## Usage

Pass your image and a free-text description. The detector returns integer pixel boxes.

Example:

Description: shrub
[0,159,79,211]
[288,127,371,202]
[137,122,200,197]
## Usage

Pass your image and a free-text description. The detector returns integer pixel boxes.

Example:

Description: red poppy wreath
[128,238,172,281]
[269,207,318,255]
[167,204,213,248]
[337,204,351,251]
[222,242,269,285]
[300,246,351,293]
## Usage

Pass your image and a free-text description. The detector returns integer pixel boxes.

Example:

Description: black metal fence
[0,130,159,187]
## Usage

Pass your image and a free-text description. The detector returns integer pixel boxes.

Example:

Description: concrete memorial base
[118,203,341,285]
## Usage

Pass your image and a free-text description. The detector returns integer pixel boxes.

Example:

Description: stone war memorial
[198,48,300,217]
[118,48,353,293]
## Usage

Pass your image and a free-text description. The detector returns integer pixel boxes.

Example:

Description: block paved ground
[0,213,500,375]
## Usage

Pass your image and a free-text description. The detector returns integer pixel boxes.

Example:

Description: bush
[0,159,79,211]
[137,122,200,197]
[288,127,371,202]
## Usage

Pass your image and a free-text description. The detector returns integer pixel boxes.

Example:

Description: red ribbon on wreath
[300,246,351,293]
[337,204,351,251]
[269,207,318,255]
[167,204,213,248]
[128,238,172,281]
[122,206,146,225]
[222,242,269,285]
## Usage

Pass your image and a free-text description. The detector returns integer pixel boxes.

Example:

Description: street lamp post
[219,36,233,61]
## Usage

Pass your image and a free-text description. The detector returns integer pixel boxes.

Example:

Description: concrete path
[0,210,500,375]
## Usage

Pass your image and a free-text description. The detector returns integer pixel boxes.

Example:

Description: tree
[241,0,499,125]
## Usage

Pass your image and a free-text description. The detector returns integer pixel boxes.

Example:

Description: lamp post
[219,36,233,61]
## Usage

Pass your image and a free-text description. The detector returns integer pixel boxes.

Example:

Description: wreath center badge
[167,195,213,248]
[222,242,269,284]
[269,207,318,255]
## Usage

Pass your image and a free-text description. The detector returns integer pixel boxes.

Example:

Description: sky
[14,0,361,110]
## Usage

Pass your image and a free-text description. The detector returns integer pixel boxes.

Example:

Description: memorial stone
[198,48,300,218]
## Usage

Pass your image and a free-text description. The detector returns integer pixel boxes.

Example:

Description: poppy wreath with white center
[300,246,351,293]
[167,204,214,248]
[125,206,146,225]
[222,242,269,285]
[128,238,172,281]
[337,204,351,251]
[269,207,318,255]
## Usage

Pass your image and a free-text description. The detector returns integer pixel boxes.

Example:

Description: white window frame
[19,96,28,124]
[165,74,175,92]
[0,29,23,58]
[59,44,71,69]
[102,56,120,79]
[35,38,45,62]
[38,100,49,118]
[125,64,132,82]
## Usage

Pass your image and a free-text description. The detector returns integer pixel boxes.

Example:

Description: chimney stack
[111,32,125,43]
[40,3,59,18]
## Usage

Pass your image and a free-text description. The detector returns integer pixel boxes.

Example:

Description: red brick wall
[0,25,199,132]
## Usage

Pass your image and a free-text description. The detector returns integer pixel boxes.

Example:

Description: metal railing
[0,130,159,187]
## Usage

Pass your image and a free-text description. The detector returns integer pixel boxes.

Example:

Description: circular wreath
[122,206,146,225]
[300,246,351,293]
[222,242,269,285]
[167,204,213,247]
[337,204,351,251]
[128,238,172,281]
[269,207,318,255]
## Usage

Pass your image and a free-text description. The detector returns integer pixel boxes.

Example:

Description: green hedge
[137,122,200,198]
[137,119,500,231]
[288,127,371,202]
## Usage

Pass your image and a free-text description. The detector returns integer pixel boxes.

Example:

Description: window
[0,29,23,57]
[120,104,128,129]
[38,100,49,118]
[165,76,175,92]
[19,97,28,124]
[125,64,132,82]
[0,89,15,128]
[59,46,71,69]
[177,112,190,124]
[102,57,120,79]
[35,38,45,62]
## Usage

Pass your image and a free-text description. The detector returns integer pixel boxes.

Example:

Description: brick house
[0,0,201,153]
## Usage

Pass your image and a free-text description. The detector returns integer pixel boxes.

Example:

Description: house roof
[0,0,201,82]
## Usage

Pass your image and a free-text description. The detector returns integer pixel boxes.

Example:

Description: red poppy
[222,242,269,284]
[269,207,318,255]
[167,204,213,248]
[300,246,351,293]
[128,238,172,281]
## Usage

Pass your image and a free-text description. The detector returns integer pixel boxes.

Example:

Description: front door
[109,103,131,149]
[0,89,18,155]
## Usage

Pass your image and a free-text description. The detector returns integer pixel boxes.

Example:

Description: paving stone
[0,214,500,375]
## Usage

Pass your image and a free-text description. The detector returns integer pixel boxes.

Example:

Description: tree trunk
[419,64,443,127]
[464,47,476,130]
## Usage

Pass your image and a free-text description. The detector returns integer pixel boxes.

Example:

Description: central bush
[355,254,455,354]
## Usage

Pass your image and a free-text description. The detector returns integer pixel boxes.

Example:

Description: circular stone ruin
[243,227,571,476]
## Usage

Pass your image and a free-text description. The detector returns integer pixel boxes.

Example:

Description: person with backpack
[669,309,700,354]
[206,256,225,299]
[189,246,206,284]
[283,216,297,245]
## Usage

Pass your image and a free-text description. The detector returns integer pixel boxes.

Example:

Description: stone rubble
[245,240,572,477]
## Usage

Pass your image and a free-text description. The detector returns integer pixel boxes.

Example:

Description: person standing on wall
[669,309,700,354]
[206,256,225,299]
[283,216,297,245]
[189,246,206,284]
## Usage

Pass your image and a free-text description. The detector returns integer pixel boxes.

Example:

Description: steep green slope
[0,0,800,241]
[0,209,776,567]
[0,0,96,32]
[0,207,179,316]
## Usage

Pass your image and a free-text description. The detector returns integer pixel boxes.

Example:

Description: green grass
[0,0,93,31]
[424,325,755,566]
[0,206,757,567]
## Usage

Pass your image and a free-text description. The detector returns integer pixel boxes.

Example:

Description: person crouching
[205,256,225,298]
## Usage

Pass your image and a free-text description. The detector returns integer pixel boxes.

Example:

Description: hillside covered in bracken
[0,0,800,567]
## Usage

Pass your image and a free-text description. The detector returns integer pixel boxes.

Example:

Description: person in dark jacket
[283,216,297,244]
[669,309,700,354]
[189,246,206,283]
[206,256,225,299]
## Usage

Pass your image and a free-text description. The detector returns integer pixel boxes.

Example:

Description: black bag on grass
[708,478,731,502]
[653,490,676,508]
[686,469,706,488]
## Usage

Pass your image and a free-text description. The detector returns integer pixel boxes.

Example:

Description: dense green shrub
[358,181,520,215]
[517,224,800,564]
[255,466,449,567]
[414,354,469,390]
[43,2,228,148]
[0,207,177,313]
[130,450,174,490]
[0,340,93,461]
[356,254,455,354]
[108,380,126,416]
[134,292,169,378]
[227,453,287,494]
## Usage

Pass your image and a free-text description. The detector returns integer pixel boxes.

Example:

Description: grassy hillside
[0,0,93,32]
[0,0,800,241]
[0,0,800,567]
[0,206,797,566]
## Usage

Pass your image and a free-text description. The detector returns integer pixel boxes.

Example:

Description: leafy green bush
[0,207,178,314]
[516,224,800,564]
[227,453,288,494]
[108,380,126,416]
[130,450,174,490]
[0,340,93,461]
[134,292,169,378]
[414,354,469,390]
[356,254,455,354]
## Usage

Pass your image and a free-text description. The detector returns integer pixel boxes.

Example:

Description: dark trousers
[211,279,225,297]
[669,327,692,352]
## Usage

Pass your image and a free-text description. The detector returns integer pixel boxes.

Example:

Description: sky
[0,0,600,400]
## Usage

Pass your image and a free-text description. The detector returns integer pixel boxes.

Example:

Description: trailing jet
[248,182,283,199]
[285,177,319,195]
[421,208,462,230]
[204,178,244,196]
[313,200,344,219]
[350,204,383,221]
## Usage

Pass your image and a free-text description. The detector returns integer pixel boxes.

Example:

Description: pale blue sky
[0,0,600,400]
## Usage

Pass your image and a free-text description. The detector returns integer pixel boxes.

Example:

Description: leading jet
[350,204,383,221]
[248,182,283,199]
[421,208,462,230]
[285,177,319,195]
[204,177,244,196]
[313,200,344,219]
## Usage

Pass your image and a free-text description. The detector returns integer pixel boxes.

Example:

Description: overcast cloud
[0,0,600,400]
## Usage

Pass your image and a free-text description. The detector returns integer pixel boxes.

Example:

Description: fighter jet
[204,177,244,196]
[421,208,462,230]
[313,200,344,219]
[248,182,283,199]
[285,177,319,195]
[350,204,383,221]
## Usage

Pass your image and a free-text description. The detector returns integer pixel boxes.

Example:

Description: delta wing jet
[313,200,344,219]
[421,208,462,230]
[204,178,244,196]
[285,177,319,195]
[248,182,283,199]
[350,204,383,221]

# Aim of the task
Pull out each line in the items above that contains the string "shrub", and copy those lines in full. Matching is case-sensitive.

# Response to this task
Description: shrub
Description: dense green shrub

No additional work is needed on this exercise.